• Tareas:
1/ Según el texto «Unos mates con el tío», ¿al cabo de cuántos años se reencontraron los dos primos hermanos judíos rumanos?
2/ Prosigue el texto «Unos mates con el tío» a partir de su última oración.

• Texto extraído:
Unos mates con el tío
Será el abrazo suspendido, la historia de los dos viejitos judíos rumanos primos hermanos separados por la barbarie a mediados del siglo pasado que se reencontraron tras setenta y cinco años, será porque en esos años mi abuelo Ernesto dentro de su vida de Bon Vivant, hizo espacio para una firme conciencia antifascista.
Será por el abrazo de mis hijos, al despedirme de Alejandro en Canarias y de Martintxo cuando regresamos de las playas de Nha Trang y las motos de Saigón.
Será por el abrazo de mi viejo, a quien quise y extrañé de niño cuando se fue para cumplir con esa maldita y condenada revolución de los cachetes rojos, colillas humeantes y colitas frescas con fécula; de la que del todo nadie ha regresado ni dejado de esperar.
Será porque mi madre me enseñó a querer todo eso más que a la secuencia de exposiciones por segundo que componen la incertidumbre de la vida.

• Líneas de datos:

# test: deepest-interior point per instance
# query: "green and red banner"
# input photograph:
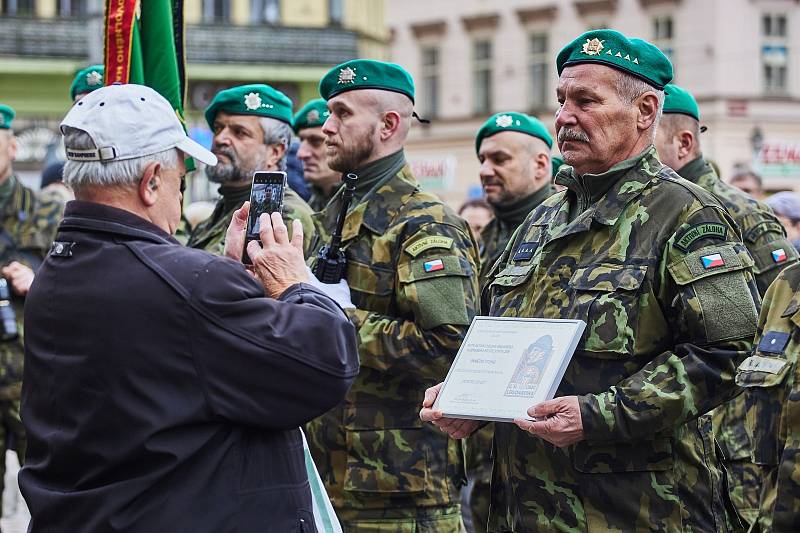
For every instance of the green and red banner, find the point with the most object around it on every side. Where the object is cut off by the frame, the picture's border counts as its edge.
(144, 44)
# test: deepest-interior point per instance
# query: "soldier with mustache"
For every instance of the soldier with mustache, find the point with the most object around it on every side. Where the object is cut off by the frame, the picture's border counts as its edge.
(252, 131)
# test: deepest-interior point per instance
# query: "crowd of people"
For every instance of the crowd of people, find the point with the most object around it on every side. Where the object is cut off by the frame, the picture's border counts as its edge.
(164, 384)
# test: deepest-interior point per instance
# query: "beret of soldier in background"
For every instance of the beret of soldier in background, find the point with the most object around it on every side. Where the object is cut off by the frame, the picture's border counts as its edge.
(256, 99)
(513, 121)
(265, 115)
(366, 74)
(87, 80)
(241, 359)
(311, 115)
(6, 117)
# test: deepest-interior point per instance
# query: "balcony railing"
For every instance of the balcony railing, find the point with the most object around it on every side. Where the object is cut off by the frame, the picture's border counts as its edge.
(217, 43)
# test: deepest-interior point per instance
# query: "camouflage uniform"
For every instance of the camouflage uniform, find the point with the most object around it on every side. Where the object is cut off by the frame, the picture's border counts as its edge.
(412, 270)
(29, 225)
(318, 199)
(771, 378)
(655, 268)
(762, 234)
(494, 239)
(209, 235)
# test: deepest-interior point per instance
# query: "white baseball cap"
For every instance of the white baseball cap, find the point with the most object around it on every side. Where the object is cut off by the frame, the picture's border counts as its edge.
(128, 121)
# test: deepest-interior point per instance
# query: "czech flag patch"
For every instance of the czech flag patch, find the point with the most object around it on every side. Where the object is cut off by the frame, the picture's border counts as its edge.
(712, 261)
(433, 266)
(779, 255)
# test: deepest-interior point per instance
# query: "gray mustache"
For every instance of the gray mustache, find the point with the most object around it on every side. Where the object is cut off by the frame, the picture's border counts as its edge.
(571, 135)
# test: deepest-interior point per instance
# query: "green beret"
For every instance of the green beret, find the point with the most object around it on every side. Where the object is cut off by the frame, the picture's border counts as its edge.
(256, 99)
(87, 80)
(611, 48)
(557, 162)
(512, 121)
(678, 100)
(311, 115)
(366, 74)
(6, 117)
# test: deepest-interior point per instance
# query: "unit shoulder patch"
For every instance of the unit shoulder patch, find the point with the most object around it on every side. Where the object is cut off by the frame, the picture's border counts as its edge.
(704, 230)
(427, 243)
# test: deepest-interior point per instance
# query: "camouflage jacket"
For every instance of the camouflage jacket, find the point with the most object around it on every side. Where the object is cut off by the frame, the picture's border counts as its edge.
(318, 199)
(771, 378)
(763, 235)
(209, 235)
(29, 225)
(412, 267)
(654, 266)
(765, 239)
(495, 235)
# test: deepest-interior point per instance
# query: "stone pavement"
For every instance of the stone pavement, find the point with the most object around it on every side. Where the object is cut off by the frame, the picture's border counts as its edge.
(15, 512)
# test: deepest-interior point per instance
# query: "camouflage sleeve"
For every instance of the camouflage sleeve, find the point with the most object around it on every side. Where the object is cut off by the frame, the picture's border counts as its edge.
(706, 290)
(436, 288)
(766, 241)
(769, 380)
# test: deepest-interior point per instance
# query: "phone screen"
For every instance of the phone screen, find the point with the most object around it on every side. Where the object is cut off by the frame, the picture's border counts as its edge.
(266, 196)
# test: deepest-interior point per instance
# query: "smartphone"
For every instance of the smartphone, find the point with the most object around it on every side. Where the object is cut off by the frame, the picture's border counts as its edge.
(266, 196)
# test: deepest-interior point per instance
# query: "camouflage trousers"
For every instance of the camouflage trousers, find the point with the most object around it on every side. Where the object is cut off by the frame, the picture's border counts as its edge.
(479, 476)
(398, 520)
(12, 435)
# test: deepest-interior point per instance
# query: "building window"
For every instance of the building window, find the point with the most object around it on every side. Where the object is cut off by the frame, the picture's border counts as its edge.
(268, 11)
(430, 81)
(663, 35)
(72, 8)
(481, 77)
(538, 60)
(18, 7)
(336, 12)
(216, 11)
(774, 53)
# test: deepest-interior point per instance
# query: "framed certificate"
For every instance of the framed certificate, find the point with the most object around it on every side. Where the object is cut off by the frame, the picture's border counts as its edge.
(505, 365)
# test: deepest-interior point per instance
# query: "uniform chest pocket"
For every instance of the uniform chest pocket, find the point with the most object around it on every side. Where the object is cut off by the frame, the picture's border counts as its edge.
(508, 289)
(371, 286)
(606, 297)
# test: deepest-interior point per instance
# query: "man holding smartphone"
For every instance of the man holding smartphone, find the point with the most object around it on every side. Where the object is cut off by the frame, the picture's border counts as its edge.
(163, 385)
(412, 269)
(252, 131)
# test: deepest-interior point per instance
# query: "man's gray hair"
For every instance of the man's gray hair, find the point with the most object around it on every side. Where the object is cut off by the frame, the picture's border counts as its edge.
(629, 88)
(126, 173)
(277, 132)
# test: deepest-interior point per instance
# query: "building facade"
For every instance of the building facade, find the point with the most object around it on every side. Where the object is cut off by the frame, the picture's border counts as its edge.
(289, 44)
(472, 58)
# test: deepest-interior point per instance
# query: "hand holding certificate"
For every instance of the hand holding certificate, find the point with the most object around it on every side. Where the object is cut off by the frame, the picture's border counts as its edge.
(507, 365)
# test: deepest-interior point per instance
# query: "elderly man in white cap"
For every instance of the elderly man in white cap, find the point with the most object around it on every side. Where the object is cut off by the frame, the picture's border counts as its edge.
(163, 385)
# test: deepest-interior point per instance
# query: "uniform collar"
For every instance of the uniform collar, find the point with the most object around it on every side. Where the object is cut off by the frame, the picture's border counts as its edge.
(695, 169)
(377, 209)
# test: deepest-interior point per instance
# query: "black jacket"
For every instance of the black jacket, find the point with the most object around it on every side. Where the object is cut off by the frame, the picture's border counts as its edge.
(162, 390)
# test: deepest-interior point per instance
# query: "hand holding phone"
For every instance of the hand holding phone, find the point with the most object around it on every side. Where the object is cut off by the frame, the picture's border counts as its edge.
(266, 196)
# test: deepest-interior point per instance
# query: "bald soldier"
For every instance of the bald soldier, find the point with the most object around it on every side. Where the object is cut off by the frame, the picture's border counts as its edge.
---
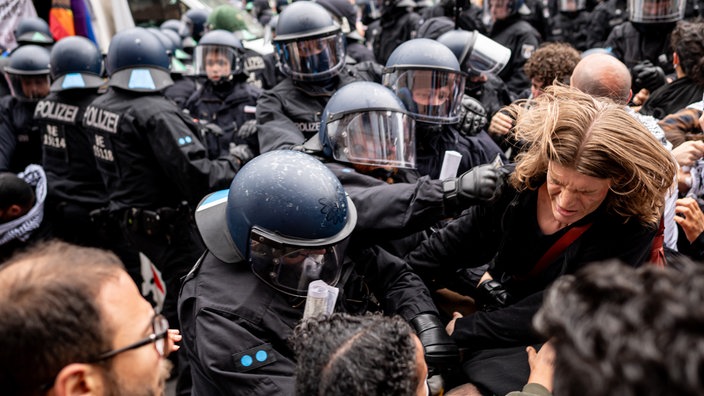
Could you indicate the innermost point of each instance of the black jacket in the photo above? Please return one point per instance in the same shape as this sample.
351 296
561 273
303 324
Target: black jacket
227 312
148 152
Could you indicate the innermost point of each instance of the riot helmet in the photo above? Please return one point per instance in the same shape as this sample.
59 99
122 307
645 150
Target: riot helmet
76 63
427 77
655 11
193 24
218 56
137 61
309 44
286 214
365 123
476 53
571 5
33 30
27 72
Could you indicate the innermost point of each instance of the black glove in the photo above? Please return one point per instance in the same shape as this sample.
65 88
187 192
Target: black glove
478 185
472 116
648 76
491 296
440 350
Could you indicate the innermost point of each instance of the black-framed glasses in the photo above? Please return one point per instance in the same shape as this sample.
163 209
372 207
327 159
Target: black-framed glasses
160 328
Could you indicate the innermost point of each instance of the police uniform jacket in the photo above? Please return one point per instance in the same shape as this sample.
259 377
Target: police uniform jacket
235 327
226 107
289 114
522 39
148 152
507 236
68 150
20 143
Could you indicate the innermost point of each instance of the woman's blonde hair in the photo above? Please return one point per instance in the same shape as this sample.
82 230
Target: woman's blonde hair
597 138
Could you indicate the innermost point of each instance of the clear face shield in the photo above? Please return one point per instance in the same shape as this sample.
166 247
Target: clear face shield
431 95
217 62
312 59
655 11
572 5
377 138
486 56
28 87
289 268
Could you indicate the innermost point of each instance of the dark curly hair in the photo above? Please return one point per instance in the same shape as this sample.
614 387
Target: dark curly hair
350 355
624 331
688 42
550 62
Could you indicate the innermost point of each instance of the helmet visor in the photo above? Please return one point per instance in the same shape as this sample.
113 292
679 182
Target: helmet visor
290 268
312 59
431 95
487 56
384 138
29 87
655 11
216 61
* * *
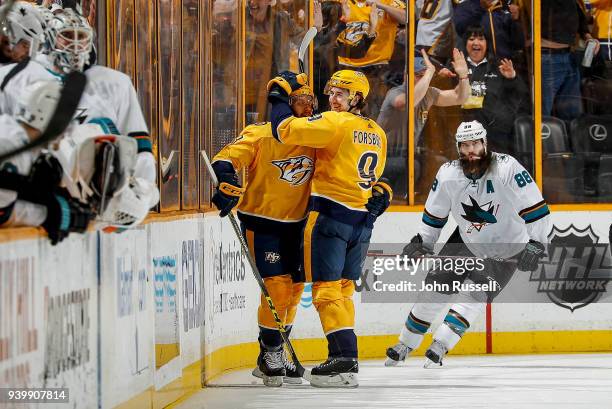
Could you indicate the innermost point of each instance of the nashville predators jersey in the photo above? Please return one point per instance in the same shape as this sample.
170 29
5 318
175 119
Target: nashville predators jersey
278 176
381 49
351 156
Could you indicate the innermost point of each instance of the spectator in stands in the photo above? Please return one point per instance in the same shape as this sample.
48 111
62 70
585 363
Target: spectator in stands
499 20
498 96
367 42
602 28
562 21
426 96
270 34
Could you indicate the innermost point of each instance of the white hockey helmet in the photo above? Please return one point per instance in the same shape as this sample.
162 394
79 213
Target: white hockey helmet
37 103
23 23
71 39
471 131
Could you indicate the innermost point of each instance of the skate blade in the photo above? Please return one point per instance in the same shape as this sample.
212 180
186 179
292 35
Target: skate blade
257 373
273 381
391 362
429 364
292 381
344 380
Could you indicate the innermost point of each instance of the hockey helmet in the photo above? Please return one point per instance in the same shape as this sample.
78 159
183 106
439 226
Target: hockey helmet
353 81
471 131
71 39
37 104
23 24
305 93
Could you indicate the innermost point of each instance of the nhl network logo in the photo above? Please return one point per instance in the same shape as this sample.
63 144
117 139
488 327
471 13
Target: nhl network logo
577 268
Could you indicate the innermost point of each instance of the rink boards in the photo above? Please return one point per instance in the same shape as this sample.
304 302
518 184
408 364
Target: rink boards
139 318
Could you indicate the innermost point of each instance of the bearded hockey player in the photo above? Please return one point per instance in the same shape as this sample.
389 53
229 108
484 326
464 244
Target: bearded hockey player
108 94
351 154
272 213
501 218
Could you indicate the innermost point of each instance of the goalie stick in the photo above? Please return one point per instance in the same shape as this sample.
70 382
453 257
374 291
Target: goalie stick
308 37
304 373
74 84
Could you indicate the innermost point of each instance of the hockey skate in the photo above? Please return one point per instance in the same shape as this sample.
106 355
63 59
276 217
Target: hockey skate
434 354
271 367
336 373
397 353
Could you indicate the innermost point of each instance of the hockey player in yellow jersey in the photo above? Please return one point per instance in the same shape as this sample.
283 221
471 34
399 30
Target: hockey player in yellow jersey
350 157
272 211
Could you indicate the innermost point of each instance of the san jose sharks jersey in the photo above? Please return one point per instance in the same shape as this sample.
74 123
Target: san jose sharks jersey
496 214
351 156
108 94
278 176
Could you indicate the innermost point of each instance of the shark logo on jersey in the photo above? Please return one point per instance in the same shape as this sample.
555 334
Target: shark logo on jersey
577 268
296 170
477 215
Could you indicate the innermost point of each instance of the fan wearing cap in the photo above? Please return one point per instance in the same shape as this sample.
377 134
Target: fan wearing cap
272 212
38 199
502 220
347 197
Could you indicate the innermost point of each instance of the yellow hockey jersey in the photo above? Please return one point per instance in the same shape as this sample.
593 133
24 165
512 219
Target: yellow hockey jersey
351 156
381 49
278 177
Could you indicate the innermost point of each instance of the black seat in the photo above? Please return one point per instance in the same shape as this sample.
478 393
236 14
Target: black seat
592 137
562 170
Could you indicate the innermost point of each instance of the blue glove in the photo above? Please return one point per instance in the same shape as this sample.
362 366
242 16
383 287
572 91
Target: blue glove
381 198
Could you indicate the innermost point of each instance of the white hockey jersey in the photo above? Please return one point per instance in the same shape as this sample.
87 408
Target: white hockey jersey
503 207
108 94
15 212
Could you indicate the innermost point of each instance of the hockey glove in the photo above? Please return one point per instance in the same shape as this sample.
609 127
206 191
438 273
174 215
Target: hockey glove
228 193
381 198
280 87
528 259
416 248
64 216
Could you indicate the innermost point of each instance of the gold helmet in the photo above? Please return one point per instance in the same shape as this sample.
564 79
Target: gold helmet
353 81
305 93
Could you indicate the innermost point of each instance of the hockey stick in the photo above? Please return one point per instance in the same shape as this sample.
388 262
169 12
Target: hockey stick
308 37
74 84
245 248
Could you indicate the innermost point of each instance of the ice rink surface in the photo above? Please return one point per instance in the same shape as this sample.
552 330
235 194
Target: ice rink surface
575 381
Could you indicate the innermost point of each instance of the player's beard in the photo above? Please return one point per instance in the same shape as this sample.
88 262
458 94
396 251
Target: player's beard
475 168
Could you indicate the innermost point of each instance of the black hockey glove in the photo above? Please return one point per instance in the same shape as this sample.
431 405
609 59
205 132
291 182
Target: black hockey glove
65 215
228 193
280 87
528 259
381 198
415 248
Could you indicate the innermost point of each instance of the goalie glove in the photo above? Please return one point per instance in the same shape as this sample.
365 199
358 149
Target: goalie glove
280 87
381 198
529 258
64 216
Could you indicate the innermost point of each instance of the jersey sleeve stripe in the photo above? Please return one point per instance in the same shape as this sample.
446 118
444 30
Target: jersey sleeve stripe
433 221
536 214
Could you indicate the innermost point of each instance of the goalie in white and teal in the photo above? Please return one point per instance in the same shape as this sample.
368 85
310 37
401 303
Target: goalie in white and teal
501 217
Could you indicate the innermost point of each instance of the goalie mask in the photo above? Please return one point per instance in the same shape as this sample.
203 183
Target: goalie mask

• Resultados en orden:
1/ Al cabo de setenta y cinco años.

2/
Será por la voz educada y a la vez firme de mi recientemente partida tía Celia, el regalo de su visita año tras año, será porque la vi cuando niño en las navidades y luego tras la atomización, los doce trabajos de Hércules, el exilio, la cárcel, la virtud, la desnudez de la verdad, la volví a ver abrazándo a mi hijo, porque aquellas esquinas sombreadas me dieron la espalda cuando el filo del acero estaba a punto de cortar la fatiga de mis latidos, y me empujaron hacia adelante, perseguido por la obsesión de encontrar aire que produce el asma, para que un día, a la vuelta de otras esquinas templadas por el sol, la charla de los viejos y los besos de los amantes, me esperase una colina de manzanas deseosas de un abrazo mordiscón, y me salpicara la cara un chorro de olas disgregadas por un viento llegado de una dimensión diferente, de las reminiscencias de una experiencia que sólo conocí en sueños acunados en los pasos del camino. Sueños de talco, de grieta, de sed y ampolla.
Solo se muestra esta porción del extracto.